Reproduce the lines of the material exactly, excluding every image.
=== Materials provided ===
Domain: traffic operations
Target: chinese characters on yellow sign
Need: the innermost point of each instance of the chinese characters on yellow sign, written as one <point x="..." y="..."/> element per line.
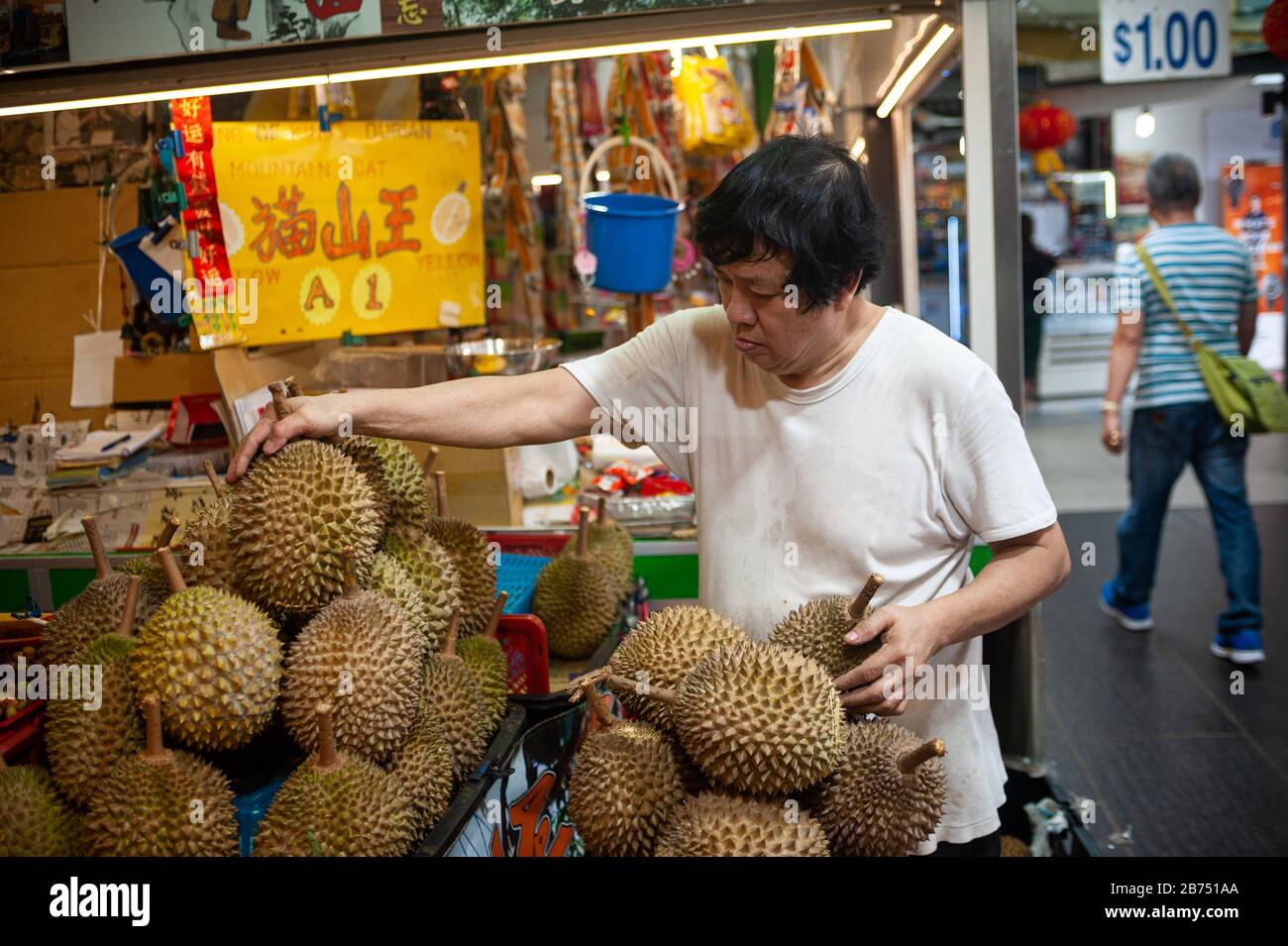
<point x="369" y="228"/>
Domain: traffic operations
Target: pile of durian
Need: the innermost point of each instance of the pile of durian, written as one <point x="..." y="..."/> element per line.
<point x="739" y="748"/>
<point x="322" y="591"/>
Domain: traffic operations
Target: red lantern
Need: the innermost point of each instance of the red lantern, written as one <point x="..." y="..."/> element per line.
<point x="1274" y="29"/>
<point x="1047" y="126"/>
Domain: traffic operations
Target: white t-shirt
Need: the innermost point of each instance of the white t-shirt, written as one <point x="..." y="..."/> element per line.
<point x="892" y="467"/>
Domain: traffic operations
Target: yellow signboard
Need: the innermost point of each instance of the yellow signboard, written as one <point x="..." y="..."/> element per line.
<point x="368" y="228"/>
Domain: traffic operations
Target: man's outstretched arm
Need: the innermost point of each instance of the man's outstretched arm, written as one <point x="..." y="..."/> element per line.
<point x="481" y="412"/>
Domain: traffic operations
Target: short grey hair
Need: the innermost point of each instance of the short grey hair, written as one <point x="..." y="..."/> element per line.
<point x="1172" y="183"/>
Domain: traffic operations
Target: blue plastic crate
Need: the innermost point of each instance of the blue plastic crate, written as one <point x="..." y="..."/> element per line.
<point x="516" y="577"/>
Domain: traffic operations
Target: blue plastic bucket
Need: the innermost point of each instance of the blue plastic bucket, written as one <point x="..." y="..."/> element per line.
<point x="632" y="237"/>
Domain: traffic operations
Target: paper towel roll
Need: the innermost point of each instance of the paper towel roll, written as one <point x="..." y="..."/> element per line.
<point x="537" y="480"/>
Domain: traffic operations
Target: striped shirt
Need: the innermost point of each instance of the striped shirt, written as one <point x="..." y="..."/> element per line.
<point x="1210" y="274"/>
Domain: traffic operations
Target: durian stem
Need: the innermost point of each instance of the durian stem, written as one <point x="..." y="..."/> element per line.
<point x="454" y="628"/>
<point x="925" y="752"/>
<point x="132" y="602"/>
<point x="859" y="605"/>
<point x="441" y="493"/>
<point x="599" y="704"/>
<point x="153" y="710"/>
<point x="327" y="756"/>
<point x="583" y="529"/>
<point x="95" y="546"/>
<point x="170" y="528"/>
<point x="351" y="575"/>
<point x="279" y="407"/>
<point x="497" y="606"/>
<point x="579" y="687"/>
<point x="165" y="559"/>
<point x="214" y="478"/>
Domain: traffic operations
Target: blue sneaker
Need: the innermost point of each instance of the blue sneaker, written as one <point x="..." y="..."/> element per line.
<point x="1134" y="618"/>
<point x="1237" y="646"/>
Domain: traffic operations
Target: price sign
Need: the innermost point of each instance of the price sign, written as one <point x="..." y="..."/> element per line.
<point x="1149" y="40"/>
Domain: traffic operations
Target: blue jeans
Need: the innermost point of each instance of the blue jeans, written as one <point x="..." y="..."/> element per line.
===
== Full response ==
Domain: traffic operations
Target: chinese characters on yellow sign
Need: the innermost point of each instance of the chinese characters on yellow sign, written as one <point x="..." y="..."/> element per line.
<point x="369" y="228"/>
Domain: traffic operations
Target: pile of durian
Need: the innermost point of each instance of the pile of durian, written as one <point x="..." y="..."/> element per line.
<point x="739" y="748"/>
<point x="322" y="591"/>
Domain: traffic operations
Target: red lantern
Need: the innermost point of each instance of the red lantern, written as one <point x="..." y="..."/> element per line.
<point x="1274" y="29"/>
<point x="1047" y="126"/>
Domain: traffic operations
Target: white t-shirt
Need: the innermost point of each instance of the white t-shirt, written as one <point x="..." y="..."/> element per line.
<point x="892" y="467"/>
Domain: traffic operations
Target: yellow signboard
Need: the innermost point of each instance of the yellow signboard, written as one <point x="..." y="..."/> element per line.
<point x="368" y="228"/>
Domain: traffic operations
Target: man's outstretched arm
Need: the innermost point of each instance of the man's outstretched arm, written as one <point x="..." y="..."/> element per line.
<point x="481" y="412"/>
Domain: traffic operations
Target: short grey hair
Need: the innermost point of each instance of the short grey hair, written as one <point x="..." y="..."/> element per line.
<point x="1172" y="183"/>
Domain: traffic operations
Target: blue plastic crate
Need: the innermost point of each instance of the blue plastic crate, written as one <point x="..." y="..."/> element per line.
<point x="516" y="577"/>
Domain: traffic operations
Target: blue plastic bucket
Need: the innermost point of each instance of the blue plastic bucket, written as one <point x="..." y="..."/> element per line.
<point x="632" y="237"/>
Domain: traffic operations
Target: paper towel roll
Need: the innermost point of each instance of the paper towel roll, written as one <point x="..." y="..."/> element per line.
<point x="537" y="480"/>
Domain: traffic operations
Target: striped shirt
Need: the innermost point of each instance of the striped shirt, written as one <point x="..." y="..."/> element per line.
<point x="1210" y="274"/>
Domain: traffic operations
Target: durian stem
Need: the innermost point of each instance of the durian stem, written as one <point x="..." y="..."/> element per line.
<point x="454" y="628"/>
<point x="925" y="752"/>
<point x="132" y="602"/>
<point x="859" y="605"/>
<point x="441" y="493"/>
<point x="599" y="704"/>
<point x="153" y="710"/>
<point x="327" y="756"/>
<point x="583" y="529"/>
<point x="95" y="546"/>
<point x="170" y="528"/>
<point x="351" y="575"/>
<point x="279" y="407"/>
<point x="497" y="606"/>
<point x="579" y="687"/>
<point x="165" y="559"/>
<point x="214" y="478"/>
Domain: traffic operations
Target: blue sneaker
Need: the innermost point of each instance of the blue sneaker, written as one <point x="..." y="..."/> element per line.
<point x="1134" y="618"/>
<point x="1237" y="646"/>
Domain: traffic operations
Target: price sign
Need: the innermost point of each instance of the price sign, written as one <point x="..." y="..."/> element per line.
<point x="1149" y="40"/>
Domain: traffic operations
Target: blue jeans
Need: the innermost point of each instance of the blue jeans, written as one <point x="..." y="..."/> element per line.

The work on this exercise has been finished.